* START Source excerpt *

Opening Argument – More Racial Gerrymanders

National Journal

When conservative Republicans such as House Speaker Dennis Hastert and Senate Majority Leader Bill Frist jointly sponsor Voting Rights Act amendments with such liberal Democrats as Rep. John Conyers and Sen. Edward Kennedy, be suspicious.

They are steamrollering through Congress bipartisan legislation to renew for the next 25 years a much-misunderstood, largely anachronistic provision (Section 5) of the Voting Rights Act, including amendments that are driven by racial-identity politics and that would aggravate ideological polarization.

The amendments would turn back the clock on racial progress by requiring even more racial gerrymandering of election districts than under current law. And the extension of Section 5, as currently drafted, would perpetuate an extraordinarily punitive oversight regime that gives to federal political appointees and not-exactly-apolitical bureaucrats at the Justice Department unreviewable power to dictate state and local election rules in nine (mostly Southern) states and some other jurisdictions.

* END Source excerpt *

● What to do
(1) According to the Voting Rights Act column, why would the amendments turn back the clock on racial progress? Reply in one to three sentences.
(2) Please write the next part of the Voting Rights Act column, picking up after its final sentence.

* START Extracted material *

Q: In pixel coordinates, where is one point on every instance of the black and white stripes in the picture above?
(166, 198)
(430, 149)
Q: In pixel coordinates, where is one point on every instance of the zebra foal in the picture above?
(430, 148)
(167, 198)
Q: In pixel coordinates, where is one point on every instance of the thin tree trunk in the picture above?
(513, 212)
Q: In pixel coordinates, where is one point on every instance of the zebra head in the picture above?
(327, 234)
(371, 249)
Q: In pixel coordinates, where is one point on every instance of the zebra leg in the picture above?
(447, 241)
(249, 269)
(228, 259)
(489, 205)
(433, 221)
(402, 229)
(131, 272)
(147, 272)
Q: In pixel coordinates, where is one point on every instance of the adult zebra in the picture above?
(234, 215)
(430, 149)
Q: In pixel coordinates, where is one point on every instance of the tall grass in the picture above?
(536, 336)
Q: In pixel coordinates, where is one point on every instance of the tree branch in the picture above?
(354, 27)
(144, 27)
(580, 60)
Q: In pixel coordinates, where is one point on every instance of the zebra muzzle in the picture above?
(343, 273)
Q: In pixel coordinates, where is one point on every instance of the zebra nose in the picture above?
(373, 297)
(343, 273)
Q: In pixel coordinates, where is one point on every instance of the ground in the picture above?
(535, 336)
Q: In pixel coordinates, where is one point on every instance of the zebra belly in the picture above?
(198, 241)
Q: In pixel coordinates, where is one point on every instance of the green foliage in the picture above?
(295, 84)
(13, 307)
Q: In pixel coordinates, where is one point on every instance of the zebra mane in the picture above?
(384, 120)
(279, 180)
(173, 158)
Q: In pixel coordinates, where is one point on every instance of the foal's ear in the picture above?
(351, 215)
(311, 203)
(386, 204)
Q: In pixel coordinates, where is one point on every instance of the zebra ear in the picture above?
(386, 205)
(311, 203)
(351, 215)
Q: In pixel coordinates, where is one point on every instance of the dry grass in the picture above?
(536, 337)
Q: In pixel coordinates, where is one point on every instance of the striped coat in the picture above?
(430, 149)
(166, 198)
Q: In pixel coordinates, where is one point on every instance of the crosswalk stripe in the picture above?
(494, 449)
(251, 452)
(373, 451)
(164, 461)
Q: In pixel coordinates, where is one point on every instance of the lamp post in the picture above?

* END Extracted material *

● Answers in order
(1) They would require even more racial gerrymandering of election districts than current law does.

(2)
Why would broad bipartisan majorities of House and Senate incumbents want to do that? To help themselves win re-election, for starters. More specifically, Democrats are pandering to the demands of black and Hispanic politicians for safe seats and to the ideological obsessions of the civil-rights lobby, which still sees America as so steeped in racism that whites just won’t vote for minority candidates.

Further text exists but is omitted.